[Provided entries]:
········

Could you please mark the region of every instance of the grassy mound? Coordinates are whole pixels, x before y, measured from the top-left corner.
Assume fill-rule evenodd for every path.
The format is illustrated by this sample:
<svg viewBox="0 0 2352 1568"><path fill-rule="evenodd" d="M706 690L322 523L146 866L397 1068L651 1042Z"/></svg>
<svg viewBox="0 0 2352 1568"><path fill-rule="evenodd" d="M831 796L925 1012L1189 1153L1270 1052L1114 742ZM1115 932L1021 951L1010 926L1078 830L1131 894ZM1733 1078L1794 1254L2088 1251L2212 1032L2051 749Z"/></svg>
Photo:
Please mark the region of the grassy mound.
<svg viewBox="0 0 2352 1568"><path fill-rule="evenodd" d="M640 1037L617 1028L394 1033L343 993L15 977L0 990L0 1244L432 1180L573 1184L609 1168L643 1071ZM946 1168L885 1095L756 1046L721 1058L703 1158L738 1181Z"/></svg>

········

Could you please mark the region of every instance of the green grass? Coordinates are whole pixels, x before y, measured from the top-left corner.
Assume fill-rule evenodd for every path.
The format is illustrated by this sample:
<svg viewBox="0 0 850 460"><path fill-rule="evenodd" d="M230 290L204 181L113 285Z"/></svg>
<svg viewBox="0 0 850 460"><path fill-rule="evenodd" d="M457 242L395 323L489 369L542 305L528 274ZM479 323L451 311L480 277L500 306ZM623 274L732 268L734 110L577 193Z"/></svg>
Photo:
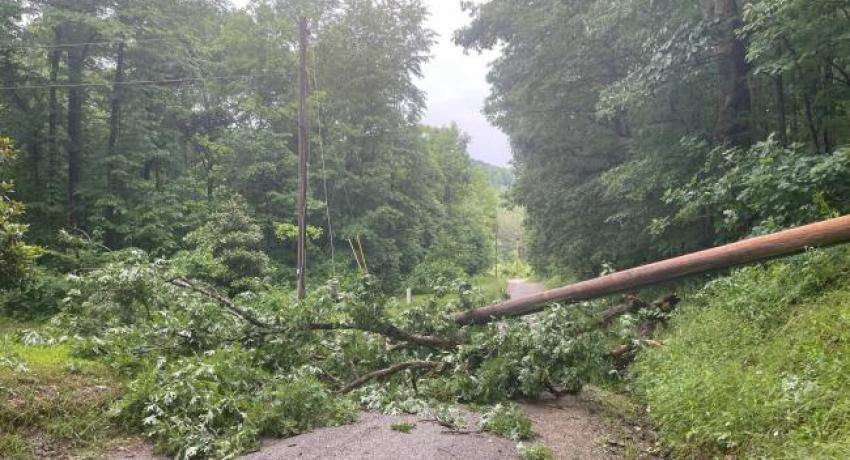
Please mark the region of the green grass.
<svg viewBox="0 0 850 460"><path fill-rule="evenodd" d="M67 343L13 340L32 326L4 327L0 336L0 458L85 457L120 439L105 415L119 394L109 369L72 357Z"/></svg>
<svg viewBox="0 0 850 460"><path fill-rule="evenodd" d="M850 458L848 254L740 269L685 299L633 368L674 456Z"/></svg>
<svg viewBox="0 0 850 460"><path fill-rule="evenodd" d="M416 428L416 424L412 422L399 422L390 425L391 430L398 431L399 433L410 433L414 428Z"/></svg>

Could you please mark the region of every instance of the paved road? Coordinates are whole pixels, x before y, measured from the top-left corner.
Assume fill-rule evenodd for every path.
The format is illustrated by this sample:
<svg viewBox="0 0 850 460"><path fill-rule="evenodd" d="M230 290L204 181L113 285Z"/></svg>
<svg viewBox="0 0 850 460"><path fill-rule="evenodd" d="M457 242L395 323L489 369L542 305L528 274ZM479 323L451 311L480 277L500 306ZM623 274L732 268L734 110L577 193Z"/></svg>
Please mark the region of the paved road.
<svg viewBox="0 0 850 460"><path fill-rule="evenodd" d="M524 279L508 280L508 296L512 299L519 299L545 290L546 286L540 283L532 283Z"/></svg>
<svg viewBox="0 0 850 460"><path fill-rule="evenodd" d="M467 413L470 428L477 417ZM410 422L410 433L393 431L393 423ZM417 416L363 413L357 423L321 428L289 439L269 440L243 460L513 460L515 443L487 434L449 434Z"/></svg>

········

[What the exercise asks]: Leave out the images and write out the lines above exactly, from the one with "the green grass?" up to and including the one with "the paved road?".

[Exercise output]:
Could you please mark the region of every instance of the green grass? Coordinates are whole pixels, x before y, measured from the top-left corner.
Assume fill-rule evenodd for every path.
The format is illustrated by this sample:
<svg viewBox="0 0 850 460"><path fill-rule="evenodd" d="M230 290L204 181L113 285Z"/></svg>
<svg viewBox="0 0 850 460"><path fill-rule="evenodd" d="M457 242L395 323L489 369L542 305L528 274ZM479 323L451 311L480 277L500 306ZM623 274L732 268L734 110L577 193Z"/></svg>
Photo:
Please mark the region of the green grass.
<svg viewBox="0 0 850 460"><path fill-rule="evenodd" d="M67 343L13 340L32 326L4 327L0 336L0 458L85 457L120 439L105 415L119 394L109 369L72 357Z"/></svg>
<svg viewBox="0 0 850 460"><path fill-rule="evenodd" d="M850 458L848 254L740 269L685 299L633 368L674 456Z"/></svg>
<svg viewBox="0 0 850 460"><path fill-rule="evenodd" d="M416 428L416 424L412 422L399 422L390 425L391 430L398 431L399 433L410 433L414 428Z"/></svg>

Could you please mark the region of every instance of the paved road? Coordinates are whole pixels, x before y, measured from the top-left corner.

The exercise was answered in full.